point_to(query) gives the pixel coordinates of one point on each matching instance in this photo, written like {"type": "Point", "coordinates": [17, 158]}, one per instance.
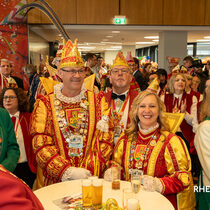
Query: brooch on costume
{"type": "Point", "coordinates": [102, 124]}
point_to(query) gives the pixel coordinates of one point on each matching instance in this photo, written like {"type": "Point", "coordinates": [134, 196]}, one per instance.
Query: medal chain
{"type": "Point", "coordinates": [62, 122]}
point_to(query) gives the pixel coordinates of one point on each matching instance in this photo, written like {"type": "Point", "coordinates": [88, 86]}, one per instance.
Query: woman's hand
{"type": "Point", "coordinates": [183, 106]}
{"type": "Point", "coordinates": [152, 184]}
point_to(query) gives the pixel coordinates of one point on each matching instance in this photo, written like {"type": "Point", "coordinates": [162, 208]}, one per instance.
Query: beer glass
{"type": "Point", "coordinates": [97, 187]}
{"type": "Point", "coordinates": [86, 193]}
{"type": "Point", "coordinates": [130, 201]}
{"type": "Point", "coordinates": [115, 177]}
{"type": "Point", "coordinates": [136, 176]}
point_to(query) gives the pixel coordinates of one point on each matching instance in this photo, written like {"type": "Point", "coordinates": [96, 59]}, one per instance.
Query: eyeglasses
{"type": "Point", "coordinates": [74, 72]}
{"type": "Point", "coordinates": [123, 71]}
{"type": "Point", "coordinates": [4, 66]}
{"type": "Point", "coordinates": [9, 97]}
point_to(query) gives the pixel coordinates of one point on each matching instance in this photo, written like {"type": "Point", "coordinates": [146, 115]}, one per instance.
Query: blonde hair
{"type": "Point", "coordinates": [205, 108]}
{"type": "Point", "coordinates": [134, 119]}
{"type": "Point", "coordinates": [172, 81]}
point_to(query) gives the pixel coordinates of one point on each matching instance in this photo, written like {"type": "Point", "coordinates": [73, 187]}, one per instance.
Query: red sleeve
{"type": "Point", "coordinates": [16, 195]}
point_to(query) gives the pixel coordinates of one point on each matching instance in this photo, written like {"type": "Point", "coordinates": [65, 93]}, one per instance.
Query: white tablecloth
{"type": "Point", "coordinates": [148, 200]}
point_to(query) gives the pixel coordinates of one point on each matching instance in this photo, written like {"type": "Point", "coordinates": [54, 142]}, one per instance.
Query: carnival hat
{"type": "Point", "coordinates": [129, 57]}
{"type": "Point", "coordinates": [120, 60]}
{"type": "Point", "coordinates": [172, 59]}
{"type": "Point", "coordinates": [197, 63]}
{"type": "Point", "coordinates": [154, 86]}
{"type": "Point", "coordinates": [70, 56]}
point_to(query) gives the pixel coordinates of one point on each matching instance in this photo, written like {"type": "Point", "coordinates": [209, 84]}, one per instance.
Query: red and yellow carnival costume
{"type": "Point", "coordinates": [191, 111]}
{"type": "Point", "coordinates": [3, 82]}
{"type": "Point", "coordinates": [70, 131]}
{"type": "Point", "coordinates": [50, 146]}
{"type": "Point", "coordinates": [162, 155]}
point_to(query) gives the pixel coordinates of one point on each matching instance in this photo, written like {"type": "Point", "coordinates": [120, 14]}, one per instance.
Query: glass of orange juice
{"type": "Point", "coordinates": [97, 187]}
{"type": "Point", "coordinates": [86, 193]}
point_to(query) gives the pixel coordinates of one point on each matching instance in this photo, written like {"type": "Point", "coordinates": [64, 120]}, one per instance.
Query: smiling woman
{"type": "Point", "coordinates": [16, 103]}
{"type": "Point", "coordinates": [148, 145]}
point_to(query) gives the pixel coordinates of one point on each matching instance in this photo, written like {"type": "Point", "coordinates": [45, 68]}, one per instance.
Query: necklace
{"type": "Point", "coordinates": [74, 139]}
{"type": "Point", "coordinates": [139, 152]}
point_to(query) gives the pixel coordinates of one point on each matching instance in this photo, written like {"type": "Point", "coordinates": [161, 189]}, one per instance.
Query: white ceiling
{"type": "Point", "coordinates": [94, 37]}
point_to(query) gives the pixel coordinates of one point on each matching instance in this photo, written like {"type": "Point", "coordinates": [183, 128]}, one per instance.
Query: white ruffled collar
{"type": "Point", "coordinates": [149, 130]}
{"type": "Point", "coordinates": [58, 94]}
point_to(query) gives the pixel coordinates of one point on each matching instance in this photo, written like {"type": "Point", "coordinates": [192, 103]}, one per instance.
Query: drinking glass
{"type": "Point", "coordinates": [97, 187]}
{"type": "Point", "coordinates": [115, 177]}
{"type": "Point", "coordinates": [86, 193]}
{"type": "Point", "coordinates": [136, 176]}
{"type": "Point", "coordinates": [130, 201]}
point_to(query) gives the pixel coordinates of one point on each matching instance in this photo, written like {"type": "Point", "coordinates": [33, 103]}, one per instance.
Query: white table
{"type": "Point", "coordinates": [148, 200]}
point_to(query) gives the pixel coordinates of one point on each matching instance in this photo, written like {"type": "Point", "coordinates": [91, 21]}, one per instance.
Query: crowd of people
{"type": "Point", "coordinates": [81, 117]}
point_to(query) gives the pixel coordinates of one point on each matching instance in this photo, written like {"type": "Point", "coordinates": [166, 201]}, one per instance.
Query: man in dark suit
{"type": "Point", "coordinates": [17, 79]}
{"type": "Point", "coordinates": [122, 95]}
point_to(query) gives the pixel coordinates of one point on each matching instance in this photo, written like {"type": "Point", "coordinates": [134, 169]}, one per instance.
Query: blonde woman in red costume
{"type": "Point", "coordinates": [179, 101]}
{"type": "Point", "coordinates": [148, 145]}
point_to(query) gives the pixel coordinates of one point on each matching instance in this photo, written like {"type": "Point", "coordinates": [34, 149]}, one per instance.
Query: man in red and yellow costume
{"type": "Point", "coordinates": [122, 95]}
{"type": "Point", "coordinates": [15, 194]}
{"type": "Point", "coordinates": [5, 71]}
{"type": "Point", "coordinates": [72, 136]}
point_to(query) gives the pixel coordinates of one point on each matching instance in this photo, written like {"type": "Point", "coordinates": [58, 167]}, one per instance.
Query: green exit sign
{"type": "Point", "coordinates": [118, 20]}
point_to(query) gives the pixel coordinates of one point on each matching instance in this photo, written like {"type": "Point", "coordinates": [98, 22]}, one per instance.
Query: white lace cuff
{"type": "Point", "coordinates": [103, 125]}
{"type": "Point", "coordinates": [66, 174]}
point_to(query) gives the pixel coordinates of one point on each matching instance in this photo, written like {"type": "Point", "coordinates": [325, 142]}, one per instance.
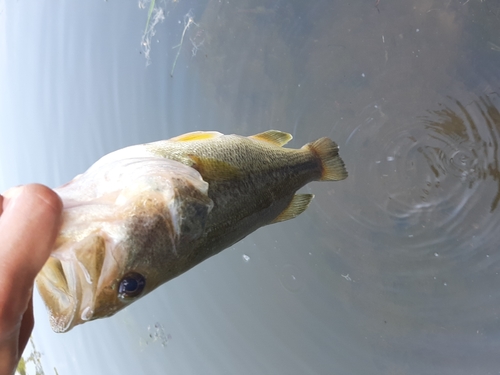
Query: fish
{"type": "Point", "coordinates": [145, 214]}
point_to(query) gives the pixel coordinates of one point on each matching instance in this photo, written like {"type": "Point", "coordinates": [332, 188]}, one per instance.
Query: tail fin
{"type": "Point", "coordinates": [331, 163]}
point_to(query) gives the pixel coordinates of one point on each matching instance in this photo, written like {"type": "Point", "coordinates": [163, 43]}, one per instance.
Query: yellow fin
{"type": "Point", "coordinates": [298, 205]}
{"type": "Point", "coordinates": [275, 137]}
{"type": "Point", "coordinates": [331, 163]}
{"type": "Point", "coordinates": [213, 169]}
{"type": "Point", "coordinates": [196, 136]}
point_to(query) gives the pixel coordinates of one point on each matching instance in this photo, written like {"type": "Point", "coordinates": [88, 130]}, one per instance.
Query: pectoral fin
{"type": "Point", "coordinates": [275, 137]}
{"type": "Point", "coordinates": [298, 205]}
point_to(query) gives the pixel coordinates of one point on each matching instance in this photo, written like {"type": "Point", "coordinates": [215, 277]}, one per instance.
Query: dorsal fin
{"type": "Point", "coordinates": [298, 205]}
{"type": "Point", "coordinates": [275, 137]}
{"type": "Point", "coordinates": [196, 136]}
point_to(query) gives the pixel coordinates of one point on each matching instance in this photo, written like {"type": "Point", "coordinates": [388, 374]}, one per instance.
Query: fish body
{"type": "Point", "coordinates": [145, 214]}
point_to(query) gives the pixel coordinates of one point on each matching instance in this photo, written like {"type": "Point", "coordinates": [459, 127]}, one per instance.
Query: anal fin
{"type": "Point", "coordinates": [299, 204]}
{"type": "Point", "coordinates": [276, 137]}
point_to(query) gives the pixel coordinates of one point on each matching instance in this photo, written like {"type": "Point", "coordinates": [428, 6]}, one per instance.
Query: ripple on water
{"type": "Point", "coordinates": [432, 182]}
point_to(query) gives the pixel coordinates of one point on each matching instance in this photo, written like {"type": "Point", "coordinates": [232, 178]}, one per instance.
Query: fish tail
{"type": "Point", "coordinates": [332, 166]}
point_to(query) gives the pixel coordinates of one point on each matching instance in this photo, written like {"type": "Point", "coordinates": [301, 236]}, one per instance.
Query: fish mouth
{"type": "Point", "coordinates": [59, 288]}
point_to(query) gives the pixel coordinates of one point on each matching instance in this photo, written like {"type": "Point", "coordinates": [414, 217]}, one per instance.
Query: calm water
{"type": "Point", "coordinates": [392, 271]}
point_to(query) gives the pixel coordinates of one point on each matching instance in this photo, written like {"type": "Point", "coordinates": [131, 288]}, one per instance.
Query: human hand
{"type": "Point", "coordinates": [29, 221]}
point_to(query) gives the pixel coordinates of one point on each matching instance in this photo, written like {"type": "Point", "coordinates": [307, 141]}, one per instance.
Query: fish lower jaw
{"type": "Point", "coordinates": [58, 293]}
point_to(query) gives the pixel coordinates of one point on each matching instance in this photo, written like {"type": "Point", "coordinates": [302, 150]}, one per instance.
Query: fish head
{"type": "Point", "coordinates": [128, 227]}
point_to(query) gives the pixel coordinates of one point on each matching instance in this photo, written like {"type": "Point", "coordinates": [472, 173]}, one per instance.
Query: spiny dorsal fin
{"type": "Point", "coordinates": [273, 136]}
{"type": "Point", "coordinates": [298, 205]}
{"type": "Point", "coordinates": [331, 163]}
{"type": "Point", "coordinates": [196, 136]}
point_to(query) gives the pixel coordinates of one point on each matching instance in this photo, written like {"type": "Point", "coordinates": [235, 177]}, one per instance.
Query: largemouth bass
{"type": "Point", "coordinates": [142, 215]}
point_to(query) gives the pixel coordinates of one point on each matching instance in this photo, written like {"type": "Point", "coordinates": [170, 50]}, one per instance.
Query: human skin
{"type": "Point", "coordinates": [30, 217]}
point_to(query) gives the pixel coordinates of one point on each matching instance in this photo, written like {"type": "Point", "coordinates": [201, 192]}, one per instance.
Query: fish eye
{"type": "Point", "coordinates": [131, 285]}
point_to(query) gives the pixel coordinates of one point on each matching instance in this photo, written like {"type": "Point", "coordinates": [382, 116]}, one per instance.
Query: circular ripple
{"type": "Point", "coordinates": [433, 181]}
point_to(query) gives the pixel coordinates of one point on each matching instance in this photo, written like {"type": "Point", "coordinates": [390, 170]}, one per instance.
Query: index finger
{"type": "Point", "coordinates": [28, 228]}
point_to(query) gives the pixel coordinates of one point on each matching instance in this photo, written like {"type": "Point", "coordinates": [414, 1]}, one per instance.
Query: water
{"type": "Point", "coordinates": [392, 271]}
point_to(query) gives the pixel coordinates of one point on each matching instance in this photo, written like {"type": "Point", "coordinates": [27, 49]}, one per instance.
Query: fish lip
{"type": "Point", "coordinates": [59, 286]}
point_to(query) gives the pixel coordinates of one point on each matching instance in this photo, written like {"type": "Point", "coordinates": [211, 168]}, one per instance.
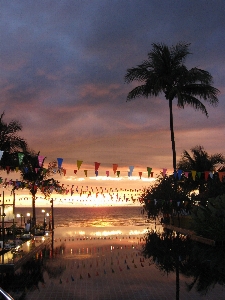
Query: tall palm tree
{"type": "Point", "coordinates": [35, 177]}
{"type": "Point", "coordinates": [164, 72]}
{"type": "Point", "coordinates": [10, 142]}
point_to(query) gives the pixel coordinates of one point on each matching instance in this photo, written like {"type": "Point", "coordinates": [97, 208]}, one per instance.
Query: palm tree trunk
{"type": "Point", "coordinates": [172, 135]}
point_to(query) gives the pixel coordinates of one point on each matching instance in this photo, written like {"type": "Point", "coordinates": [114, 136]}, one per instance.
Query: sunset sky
{"type": "Point", "coordinates": [62, 68]}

▬▬▬▬▬▬

◆ Given exercise
Extract each line in the items above that contains the string "carnival". Uppercase and lowercase count as different.

◆ The answer
Query: carnival hat
Query: red and yellow carnival costume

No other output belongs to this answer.